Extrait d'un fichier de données
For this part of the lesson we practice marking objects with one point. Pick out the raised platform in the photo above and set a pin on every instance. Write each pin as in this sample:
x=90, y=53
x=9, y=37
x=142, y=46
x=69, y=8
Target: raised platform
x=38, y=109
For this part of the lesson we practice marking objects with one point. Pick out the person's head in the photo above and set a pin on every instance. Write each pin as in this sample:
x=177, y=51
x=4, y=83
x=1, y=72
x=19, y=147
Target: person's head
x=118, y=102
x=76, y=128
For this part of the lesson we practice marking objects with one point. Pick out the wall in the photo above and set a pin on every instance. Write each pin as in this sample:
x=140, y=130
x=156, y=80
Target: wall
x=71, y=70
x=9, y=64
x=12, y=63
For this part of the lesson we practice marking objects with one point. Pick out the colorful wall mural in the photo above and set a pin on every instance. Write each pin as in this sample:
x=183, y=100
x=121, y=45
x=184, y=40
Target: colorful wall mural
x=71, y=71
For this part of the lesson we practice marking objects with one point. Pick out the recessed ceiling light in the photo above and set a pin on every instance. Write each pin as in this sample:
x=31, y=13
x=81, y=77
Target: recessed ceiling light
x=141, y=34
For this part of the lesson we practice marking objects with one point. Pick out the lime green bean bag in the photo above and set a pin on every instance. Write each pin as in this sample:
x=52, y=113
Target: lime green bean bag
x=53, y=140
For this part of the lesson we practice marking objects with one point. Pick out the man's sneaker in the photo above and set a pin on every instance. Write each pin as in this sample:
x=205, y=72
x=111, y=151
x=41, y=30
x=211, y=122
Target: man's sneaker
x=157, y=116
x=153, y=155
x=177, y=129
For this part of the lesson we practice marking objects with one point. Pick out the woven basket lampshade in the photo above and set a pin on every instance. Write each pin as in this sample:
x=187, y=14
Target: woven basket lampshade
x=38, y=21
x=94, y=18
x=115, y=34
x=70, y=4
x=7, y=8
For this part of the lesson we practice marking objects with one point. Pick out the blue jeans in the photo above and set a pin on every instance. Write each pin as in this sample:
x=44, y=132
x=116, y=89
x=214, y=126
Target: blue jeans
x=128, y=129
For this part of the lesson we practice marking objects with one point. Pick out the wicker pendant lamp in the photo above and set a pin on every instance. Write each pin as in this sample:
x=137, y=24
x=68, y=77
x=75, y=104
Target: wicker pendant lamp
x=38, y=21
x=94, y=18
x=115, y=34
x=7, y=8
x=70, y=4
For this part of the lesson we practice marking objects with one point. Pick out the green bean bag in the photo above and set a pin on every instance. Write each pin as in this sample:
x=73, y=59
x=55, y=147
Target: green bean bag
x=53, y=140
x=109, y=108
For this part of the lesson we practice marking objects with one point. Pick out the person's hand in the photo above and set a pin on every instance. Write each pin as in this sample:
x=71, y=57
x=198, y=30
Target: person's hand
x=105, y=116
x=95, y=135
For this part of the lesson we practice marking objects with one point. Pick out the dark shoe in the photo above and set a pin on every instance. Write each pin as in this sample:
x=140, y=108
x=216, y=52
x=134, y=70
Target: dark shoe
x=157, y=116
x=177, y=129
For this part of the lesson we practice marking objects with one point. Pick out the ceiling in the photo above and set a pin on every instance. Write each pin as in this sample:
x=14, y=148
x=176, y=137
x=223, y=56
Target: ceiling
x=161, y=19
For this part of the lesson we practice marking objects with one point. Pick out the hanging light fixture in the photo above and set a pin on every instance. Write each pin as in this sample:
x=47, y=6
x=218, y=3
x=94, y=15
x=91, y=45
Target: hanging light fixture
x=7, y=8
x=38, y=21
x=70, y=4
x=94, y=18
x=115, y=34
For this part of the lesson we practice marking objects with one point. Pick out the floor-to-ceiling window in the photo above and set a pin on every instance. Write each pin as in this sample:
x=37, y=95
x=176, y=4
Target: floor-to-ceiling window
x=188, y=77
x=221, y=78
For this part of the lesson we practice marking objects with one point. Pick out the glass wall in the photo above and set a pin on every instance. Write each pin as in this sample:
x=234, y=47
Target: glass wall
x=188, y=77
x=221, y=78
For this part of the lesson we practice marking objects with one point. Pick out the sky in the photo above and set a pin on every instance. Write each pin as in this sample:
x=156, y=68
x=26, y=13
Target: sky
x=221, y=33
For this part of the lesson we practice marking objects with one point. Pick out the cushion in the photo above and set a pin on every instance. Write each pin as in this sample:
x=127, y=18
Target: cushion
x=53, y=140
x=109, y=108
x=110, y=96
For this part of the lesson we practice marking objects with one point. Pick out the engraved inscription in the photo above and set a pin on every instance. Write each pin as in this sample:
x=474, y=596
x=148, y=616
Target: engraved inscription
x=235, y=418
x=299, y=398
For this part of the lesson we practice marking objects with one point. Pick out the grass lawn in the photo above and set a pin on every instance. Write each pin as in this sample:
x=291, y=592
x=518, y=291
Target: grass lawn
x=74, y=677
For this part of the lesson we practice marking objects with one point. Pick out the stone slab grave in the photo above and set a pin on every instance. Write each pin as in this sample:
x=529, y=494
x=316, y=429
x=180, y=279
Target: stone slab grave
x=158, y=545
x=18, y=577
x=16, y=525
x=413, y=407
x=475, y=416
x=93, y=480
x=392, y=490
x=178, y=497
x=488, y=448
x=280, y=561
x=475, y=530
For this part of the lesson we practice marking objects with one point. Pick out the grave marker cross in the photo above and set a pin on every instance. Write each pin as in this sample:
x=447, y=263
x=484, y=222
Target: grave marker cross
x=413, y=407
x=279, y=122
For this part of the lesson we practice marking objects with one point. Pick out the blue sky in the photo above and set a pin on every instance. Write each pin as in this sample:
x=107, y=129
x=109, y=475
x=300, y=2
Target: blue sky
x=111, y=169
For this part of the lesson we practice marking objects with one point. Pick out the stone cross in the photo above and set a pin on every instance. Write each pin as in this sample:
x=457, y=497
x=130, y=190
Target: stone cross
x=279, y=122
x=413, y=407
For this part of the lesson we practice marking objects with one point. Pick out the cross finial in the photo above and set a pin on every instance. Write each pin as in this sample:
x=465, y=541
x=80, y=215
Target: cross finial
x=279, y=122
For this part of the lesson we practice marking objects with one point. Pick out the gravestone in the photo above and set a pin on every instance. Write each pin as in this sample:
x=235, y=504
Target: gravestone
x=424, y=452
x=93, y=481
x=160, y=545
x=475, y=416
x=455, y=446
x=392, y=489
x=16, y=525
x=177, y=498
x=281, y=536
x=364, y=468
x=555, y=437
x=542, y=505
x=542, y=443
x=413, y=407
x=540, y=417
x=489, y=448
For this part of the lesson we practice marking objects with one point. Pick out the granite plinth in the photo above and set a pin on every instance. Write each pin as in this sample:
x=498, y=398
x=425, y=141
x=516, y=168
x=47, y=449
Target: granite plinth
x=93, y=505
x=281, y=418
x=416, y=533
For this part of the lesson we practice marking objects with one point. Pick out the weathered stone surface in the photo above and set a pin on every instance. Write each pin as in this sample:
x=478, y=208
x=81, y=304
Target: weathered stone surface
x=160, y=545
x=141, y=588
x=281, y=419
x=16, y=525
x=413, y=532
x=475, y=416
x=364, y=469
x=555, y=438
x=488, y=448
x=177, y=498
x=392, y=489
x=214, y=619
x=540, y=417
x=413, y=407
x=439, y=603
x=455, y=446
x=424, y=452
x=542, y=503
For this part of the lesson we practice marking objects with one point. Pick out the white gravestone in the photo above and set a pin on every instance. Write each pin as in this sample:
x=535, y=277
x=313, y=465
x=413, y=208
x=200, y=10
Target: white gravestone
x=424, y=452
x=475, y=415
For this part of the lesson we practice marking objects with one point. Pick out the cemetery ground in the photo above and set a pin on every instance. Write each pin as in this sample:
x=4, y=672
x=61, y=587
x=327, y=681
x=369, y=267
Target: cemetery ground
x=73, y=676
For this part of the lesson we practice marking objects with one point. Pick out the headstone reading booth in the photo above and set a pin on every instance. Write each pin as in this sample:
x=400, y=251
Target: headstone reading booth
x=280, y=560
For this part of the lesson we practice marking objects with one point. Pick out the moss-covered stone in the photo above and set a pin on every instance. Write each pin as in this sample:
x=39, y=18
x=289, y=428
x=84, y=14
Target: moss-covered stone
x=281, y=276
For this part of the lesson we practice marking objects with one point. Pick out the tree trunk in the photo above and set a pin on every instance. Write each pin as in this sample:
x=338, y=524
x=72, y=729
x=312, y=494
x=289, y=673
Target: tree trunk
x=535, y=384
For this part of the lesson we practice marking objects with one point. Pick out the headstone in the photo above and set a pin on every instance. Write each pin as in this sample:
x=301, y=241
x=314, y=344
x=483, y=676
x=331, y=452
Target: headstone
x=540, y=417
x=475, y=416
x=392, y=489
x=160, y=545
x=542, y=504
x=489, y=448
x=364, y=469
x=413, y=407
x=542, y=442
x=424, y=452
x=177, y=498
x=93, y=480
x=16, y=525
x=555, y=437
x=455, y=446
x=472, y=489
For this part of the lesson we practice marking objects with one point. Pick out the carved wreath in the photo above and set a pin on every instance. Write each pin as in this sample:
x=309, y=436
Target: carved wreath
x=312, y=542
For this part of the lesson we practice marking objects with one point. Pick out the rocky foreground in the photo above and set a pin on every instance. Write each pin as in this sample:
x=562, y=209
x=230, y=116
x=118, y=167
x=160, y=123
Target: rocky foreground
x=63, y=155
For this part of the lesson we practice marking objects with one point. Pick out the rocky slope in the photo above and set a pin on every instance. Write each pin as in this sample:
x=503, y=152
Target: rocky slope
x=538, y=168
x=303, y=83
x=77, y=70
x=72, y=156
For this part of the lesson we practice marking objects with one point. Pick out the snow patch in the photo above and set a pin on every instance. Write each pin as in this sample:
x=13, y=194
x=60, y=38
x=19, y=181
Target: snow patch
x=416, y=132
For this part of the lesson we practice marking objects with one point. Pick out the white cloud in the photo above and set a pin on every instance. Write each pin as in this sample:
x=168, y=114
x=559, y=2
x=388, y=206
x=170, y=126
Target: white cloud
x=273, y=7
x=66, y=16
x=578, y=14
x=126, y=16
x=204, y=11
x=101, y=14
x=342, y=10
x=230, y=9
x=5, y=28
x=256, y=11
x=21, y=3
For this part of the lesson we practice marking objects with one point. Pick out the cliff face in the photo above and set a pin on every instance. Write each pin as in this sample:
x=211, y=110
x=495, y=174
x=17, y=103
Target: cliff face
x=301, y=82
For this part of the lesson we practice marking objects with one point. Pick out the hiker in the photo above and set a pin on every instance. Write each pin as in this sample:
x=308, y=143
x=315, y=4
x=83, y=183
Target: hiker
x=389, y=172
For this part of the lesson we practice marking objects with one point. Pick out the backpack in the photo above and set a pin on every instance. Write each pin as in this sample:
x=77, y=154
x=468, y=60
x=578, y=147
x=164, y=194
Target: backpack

→ Énoncé du problème: Ajoutez 15 à chaque coordonnée figurant dans les réponses et recopiez toutes les lignes, depuis celle qui contient « the blue sky » jusqu'à celle qui contient « x=542, y=503 », bornes incluses. Reproduisez aussi les consignes, sans modifier leurs coordonnées d'exemple.

→ Réponse à l'exercice:
For this part of the lesson we practice marking objects with one point. Pick out the blue sky in the photo above and set a pin on every instance. Write each pin as in this sample:
x=107, y=129
x=109, y=475
x=300, y=2
Target: blue sky
x=126, y=184
For this part of the lesson we practice marking objects with one point. Pick out the stone cross in the photo above and set a pin on every instance. Write each pin as in this sample:
x=457, y=497
x=130, y=190
Target: stone cross
x=294, y=137
x=428, y=422
For this part of the lesson we practice marking objects with one point. Pick out the cross finial in the photo above and set a pin on every instance. Write each pin as in this sample:
x=465, y=541
x=80, y=215
Target: cross finial
x=294, y=137
For this part of the lesson we practice marking objects with one point. Pick out the gravestone in the photo above and set a pin on every instance. Write each pin as in this sample:
x=235, y=504
Target: gravestone
x=439, y=467
x=108, y=496
x=175, y=560
x=490, y=431
x=470, y=461
x=407, y=504
x=31, y=540
x=192, y=513
x=296, y=551
x=379, y=483
x=570, y=452
x=557, y=520
x=557, y=458
x=428, y=422
x=555, y=432
x=504, y=463
For this part of the lesson we practice marking objects with one point. Pick out the granite plinth in the photo above and set a pin on every instance. Write each pin as in this sample:
x=498, y=398
x=425, y=141
x=516, y=168
x=47, y=449
Target: granite plinth
x=108, y=520
x=296, y=433
x=431, y=548
For this part of the lesson we practice marking objects with one point. Pick out the weathered stone surface in the photo above and set a pin on every instance. Write each pin as in this sample:
x=478, y=208
x=81, y=304
Target: weathered stone surface
x=175, y=560
x=156, y=603
x=296, y=434
x=31, y=540
x=428, y=547
x=490, y=431
x=379, y=484
x=570, y=453
x=503, y=463
x=192, y=513
x=407, y=504
x=229, y=634
x=555, y=432
x=428, y=422
x=454, y=618
x=470, y=461
x=439, y=467
x=557, y=518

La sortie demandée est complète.